BAGIAN LATIHAN –
**1)** Jawab pertanyaan berikut berdasarkan teks tentang rekam medis.
(a) Di mana slogan "Pantang pulang, sebelum Rekam Medis Lengkap" ditulis?
(b) Akreditasi rumah sakit versi apa saja yang mensyaratkan kelengkapan dan kerapian administrasi rekam medis?
(c) Secara medikolegal, rekam medis yang lengkap disebut sebagai apa bagi dokter?
**2)** Tuliskan lanjutan teks tentang rekam medis, dimulai setelah kalimat terakhirnya.

"Pantang pulang, sebelum Rekam Medis Lengkap"

Itu adalah slogan yang pernah viral di medsos, ditulis di sebuah spanduk RS Pendidikan. Sebuah spanduk untuk mengingatkan residen tentang pentingnya mengisi kelengkapan rekam medis.

Memang, masalah rekam medis adalah masalah yang pelik. Salah satu syarat dari akreditasi rumah sakit versi KARS maupun JCI mensyaratkan kelengkapan dan kerapian administrasi rekam medis. Namun, indahnya slogan tidak mudah diaplikasikan.

Kita semua tentu sepakat bahwa rekam medis yang lengkap adalah hal penting dalam tatalaksana pasien yang komprehensif. Secara medikolegal, rekam medis yang lengkap adalah "tameng" bagi dokter jika suatu saat dituntut pasien di era mal praktek seperti saat ini.

CUPLIKAN DATA –

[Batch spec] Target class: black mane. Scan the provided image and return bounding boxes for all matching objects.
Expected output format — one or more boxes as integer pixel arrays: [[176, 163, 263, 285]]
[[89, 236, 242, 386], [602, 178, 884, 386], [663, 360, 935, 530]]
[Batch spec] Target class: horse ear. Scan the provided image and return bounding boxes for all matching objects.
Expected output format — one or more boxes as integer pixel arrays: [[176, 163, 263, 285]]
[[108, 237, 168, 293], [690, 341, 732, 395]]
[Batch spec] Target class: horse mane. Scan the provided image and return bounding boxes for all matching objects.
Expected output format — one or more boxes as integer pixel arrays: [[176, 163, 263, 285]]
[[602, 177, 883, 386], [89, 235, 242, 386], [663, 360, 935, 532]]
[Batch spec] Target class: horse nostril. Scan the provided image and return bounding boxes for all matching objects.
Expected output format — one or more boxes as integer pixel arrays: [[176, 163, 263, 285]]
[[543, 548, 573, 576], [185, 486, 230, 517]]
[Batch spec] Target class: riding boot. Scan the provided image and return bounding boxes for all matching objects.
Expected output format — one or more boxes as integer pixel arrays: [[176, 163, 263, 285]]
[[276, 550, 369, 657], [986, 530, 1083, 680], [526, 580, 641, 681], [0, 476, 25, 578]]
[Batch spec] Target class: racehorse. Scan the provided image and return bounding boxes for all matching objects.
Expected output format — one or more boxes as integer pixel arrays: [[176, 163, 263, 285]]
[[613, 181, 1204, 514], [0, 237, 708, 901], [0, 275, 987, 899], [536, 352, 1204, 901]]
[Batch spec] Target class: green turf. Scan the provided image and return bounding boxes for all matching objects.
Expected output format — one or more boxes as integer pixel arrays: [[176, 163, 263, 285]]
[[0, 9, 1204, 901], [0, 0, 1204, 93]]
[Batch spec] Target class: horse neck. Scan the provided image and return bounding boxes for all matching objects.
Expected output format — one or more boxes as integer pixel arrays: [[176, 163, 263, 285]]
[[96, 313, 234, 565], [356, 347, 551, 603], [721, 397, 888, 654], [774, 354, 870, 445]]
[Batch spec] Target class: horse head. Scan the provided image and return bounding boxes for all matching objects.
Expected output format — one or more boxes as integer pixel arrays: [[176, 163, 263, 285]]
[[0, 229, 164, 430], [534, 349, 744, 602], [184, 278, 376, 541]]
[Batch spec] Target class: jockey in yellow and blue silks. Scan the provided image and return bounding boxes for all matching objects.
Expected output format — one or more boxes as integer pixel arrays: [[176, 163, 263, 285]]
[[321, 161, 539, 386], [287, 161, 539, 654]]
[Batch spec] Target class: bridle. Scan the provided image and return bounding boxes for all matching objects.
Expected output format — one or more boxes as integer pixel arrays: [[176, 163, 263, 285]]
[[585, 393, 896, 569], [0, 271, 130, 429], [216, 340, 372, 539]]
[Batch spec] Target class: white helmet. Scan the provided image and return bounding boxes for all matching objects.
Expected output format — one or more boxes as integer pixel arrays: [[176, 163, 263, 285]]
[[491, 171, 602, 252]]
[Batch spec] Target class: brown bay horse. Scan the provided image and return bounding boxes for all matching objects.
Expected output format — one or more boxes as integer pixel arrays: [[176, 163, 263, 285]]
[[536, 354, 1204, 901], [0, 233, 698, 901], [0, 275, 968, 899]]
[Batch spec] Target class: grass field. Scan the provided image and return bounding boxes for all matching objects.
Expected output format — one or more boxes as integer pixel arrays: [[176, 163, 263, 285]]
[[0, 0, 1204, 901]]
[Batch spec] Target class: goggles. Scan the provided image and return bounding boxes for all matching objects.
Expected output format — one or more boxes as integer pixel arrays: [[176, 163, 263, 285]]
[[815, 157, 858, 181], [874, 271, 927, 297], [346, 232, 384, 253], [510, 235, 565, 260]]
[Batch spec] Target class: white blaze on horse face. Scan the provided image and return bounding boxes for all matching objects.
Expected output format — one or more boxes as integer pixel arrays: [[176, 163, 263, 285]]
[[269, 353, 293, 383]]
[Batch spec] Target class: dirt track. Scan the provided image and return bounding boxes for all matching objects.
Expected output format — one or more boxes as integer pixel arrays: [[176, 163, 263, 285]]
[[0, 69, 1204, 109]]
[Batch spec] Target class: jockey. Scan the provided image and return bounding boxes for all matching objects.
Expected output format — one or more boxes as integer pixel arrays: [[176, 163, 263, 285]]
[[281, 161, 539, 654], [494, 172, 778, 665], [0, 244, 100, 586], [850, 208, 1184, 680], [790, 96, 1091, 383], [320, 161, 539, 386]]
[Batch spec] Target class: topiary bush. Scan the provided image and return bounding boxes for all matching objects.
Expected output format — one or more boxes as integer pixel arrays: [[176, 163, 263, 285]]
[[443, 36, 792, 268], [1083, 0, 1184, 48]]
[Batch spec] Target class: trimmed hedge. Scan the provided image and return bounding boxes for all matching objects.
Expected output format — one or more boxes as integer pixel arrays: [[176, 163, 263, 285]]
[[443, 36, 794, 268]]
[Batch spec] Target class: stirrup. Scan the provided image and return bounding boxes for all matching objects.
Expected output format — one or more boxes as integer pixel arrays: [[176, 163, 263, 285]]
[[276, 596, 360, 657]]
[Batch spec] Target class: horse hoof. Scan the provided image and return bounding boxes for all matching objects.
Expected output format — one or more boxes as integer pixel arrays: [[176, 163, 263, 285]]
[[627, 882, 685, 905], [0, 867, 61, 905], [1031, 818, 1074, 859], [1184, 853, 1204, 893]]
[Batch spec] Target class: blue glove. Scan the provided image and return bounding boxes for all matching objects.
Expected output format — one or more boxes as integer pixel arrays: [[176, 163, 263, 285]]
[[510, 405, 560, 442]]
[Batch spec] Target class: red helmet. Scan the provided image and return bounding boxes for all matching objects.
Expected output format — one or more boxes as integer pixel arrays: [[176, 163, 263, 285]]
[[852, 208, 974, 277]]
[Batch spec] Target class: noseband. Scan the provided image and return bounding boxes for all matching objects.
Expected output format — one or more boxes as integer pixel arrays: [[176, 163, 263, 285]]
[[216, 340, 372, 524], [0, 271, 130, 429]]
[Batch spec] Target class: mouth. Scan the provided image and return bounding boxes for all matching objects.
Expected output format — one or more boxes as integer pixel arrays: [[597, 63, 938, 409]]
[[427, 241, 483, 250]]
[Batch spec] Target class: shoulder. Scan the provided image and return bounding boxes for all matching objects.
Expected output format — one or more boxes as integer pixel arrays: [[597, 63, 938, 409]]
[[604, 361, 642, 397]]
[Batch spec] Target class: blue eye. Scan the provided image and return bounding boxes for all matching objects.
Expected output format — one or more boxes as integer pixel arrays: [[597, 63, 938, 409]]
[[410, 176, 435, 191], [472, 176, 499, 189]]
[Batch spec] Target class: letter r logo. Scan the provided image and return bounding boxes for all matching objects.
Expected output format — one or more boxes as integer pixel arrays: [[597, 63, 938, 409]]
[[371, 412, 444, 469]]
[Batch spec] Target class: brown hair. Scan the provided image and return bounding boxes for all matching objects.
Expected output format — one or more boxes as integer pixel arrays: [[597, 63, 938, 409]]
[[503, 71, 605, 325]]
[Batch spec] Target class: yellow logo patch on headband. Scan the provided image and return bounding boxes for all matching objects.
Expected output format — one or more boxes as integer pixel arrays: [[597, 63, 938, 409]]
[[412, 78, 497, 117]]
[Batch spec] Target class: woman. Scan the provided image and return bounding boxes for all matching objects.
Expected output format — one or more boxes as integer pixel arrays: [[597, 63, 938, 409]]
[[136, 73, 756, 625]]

JAWABAN KEGIATAN –
**1)**
(a) Di sebuah spanduk RS Pendidikan.
(b) Versi KARS maupun JCI.
(c) Sebagai "tameng" bagi dokter jika suatu saat dituntut pasien.

**2)**
Isu yang berkembang adalah, karena sibuk melengkapi rekam medis, residen atau dokter tidak punya cukup waktu untuk mengembangkan hubungan dokter-pasien yang baik. Tentu logis, seorang residen atau dokter di rumah sakit yang memiliki beban rata-rata 10 pasien/hari atau lebih akan menghabiskan 150-300 menit per hari hanya untuk mengisi kelengkapan rekam medis. Artinya 5 dari 8 jam kerja digunakan untuk melengkapi rekam medis!

Ternyata hal tersebut juga terjadi tidak hanya di Indonesia. Di negri Belanda, masalah tersebut tidak kalah runyam. Di sana dokter mengisi rekam medik sambil menganamnesis pasien. Akibatnya, dokter harus membagi perhatian antara layar dengan pasien. Perset*n dengan empati saat anamnesis atau komunikasi efektif. Yang penting pasien sembuh, rekam medik lengkap.

Electronic Medical Record (EMR) dan Masa Depan Industri Kesehatan

Electronic Medical Record (EMR) adalah solusi yang coba dikembangkan di banyak negara maju. Termasuk di negri Belanda, EMR sudah sangat maju, pun tetap belum bisa memberikan cukup waktu dokter untuk membangun hubungan dokter-pasien yang humanis.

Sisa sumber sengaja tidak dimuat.